→ **Requirement**
Somewhere below are a line with "bench shown in this photo?" and a later line with "plastic bag shown in this photo?". Output exactly those lines and all lines between them.

(Referring expression data)
══════════════════════════════
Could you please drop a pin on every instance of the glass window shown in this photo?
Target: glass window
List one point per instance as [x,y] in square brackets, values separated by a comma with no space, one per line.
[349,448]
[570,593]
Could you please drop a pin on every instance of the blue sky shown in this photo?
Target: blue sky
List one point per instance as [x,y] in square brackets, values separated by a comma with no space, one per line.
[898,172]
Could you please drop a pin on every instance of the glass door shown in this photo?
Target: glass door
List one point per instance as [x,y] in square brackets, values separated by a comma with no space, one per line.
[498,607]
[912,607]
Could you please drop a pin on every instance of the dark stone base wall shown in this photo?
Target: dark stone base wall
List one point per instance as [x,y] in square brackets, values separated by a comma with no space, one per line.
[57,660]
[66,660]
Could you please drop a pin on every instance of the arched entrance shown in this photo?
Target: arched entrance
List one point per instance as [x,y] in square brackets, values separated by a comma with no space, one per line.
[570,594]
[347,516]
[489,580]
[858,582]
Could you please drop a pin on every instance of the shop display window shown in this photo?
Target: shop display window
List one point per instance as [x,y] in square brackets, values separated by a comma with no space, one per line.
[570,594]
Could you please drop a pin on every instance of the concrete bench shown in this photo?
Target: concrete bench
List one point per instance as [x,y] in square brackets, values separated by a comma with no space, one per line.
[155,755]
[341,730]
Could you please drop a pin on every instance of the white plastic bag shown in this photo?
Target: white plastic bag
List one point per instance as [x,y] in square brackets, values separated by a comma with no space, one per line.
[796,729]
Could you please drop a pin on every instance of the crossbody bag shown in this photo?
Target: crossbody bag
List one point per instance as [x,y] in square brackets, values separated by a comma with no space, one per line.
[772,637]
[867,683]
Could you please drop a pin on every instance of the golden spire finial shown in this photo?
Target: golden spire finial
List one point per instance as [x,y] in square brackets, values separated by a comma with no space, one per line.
══════════════════════════════
→ **Task output**
Could you please drop a pin on every instance of the concrete bench shown in this photo?
Target: concrete bench
List one point per instance as [x,y] in square brackets, values separated by a comma with no space, one per line.
[155,755]
[341,730]
Could you please drop a pin on every instance of the white plastic bag shown in this photo?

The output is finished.